• **Work request**: Across the entries below, please work out how many lines contain the string "farmhouse" and give only the number.
_ _ _ _ _ _ _
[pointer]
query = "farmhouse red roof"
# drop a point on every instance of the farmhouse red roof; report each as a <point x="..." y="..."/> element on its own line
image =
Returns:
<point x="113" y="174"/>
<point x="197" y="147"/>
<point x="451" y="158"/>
_ _ _ _ _ _ _
• **Answer to this task**: 2